» **SVOLGI QUANTO SEGUE**
a - Indica se ciascuna affermazione concorda con il diario di viaggio, rispondendo sì o no e citando alla lettera le parole decisive: (i) il termometro segna -7°C; (ii) i tre uomini parlano inglese; (iii) Duško tiene da parte il cioccolatino per chi scrive.
b - Prosegui il diario di viaggio a partire dall'ultima frase riportata.

━━ ESTRATTO DEL TESTO ━━

Hector, il prigioniero di Sofia

Lezione di ieri: una bella passeggiata riscaldante cambia la serata da così a così.
Giovedì 9/12/2021 5:54 Psacha (Macedonia del Nord)
Deve essere successo qualcosa nell’ultima ora, perché ho avuto i piedi caldi fino a poco fa, ma adesso mi sono congelato le dita toccando il sacco a pelo. Mi sfilo un paio di calzettoni così da riuscire a scaldare i piedi con le mani mentre aspetto che sorga il sole tra un’ora e mezza.
7:40
Sta sorgendo, si vede dal colore rosso delle nuvole. È un’alba bellissima, bisogna assolutamente fotografarla, ma da qui non si vede niente con tutti questi alberi. Mi infilo le scarpe e corro verso la strada, aiutandomi con il bastone perché non sento troppo bene le piante dei piedi, va a finire che do una storta.
Fuori da questa macchia di bosco, l’erba è completamente bianca di brina, forse perché qui c’è stato un po’ di vento che ha depositato l’umidità a contatto con il terreno freddo.
Un attimo dopo sono in strada, correndo sul marciapiede verso la fermata dell’autobus. I pochi abitanti già svegli vedono un pazzo che corre con il berretto calato sulle sopracciglia e lo scaldacollo tirato su sopra il naso, che arriva alla fermata dell’autobus, fa due foto e poi corre via nella direzione da cui è venuto.
La notte ha portato consiglio, mi è tornato in mente dove ho messo il termometro, è in una taschina che non apro da qualche giorno. Lo tiro fuori e segna -7°C. Oppala, ecco perché sento un leggero freschino.
Preparo in fretta lo zaino e parto verso Kriva Palanka, camminando almeno fino a quando non sono di nuovo ben caldo.
Mezz’ora dopo sono pronto per fermarmi e darmi un’aggiustatina ai capelli, che in questo momento sono solo un groviglio confuso. Il cappello li ha spiaccicati tutti, sono dritti e lisci come quando avevo dieci anni. In più l’aria è secca e non c’è alcuna speranza che si arriccino. Sganasciandomi dalle risate dopo undici anni mi pettino di nuovo con la riga a sinistra, come facevo una volta. È una fortuna aver avuto i capelli lisci, sono già abituato a vedermi così. È bellissimo tornare liscio per un giorno, nessuno sospetterà il mio vero aspetto perché sono proprio dritti dritti.
Passano poche macchine qui, ma nel giro di poco si fermano Noško, Duško e Mome, tre uomini sui sessant’anni che sembrano sbucati dal film “Amici miei”.
Data l’età, parlano solo macedone, ma in qualche modo riusciamo a capirci. Vanno a Kriva Palanka, finalmente riesco a raggiungere la città proibita. Arriviamo in centro e mi invitano a prendere un caffè nel bar di fronte. Duško lascia da parte per me il cioccolatino che ci danno insieme al caffè. Fanno un po’ di chiacchiere tra di loro e poi mi indicano un punto ottimale per proseguire verso Sofia, qllq fine del paese.

━━━
━━ SEGMENTO DI DATI ━━

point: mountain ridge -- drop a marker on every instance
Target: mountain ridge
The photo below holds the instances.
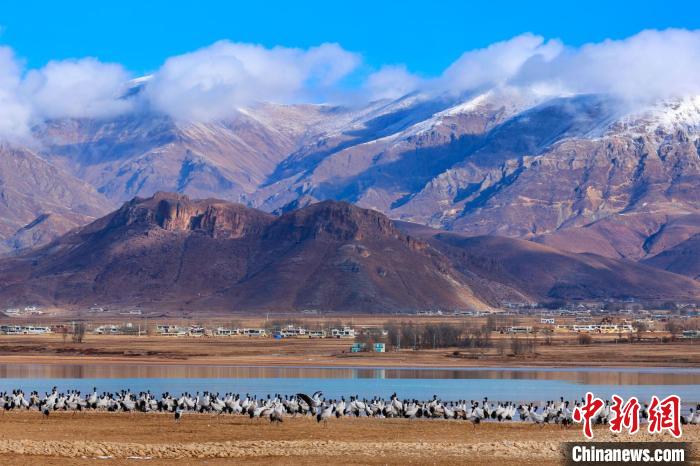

━━━

» **RISPOSTE PER COMPITO**
a -
(i) Sì: «Lo tiro fuori e segna -7°C.»
(ii) No: «Data l’età, parlano solo macedone»
(iii) Sì: «Duško lascia da parte per me il cioccolatino che ci danno insieme al caffè.»

b -
Ci salutiamo e mi incammino verso Est. Sono ancora vestito per la notte, quindi faccio una sosta in piazza a levarmi la maglia termica e a cambiare la maglietta. Dopo aver dato spettacolo anche a Kriva Palanka, me ne vado definitivamente dal paese.
No, bugia, dopo trenta passi incontro di nuovo Duško, che mi invita dentro ad un bar ristorante. Mi siedo al tavolino e lui ordina un altro caffè e un bicchierino di rakia a testa. Veramente buona anche questa grappa, stavolta è fatta con l’uva.
Nel frattempo chiacchieriamo e Duško mi spiega un po’ di cose di cui ne capisco la metà. Lui ha lavorato come posatore di piastrelle e ha tre figli, un maschio e due femmine. Quando mi chiede cosa penso della Macedonia gli rispondo che è molto, molto bella. “No, non è bella, l’economia è una schifezza.” “Okay, d’accordo, intendevo dire che è bella da vedere, da visitare. Lo so che il denaro è un grosso problema qui.”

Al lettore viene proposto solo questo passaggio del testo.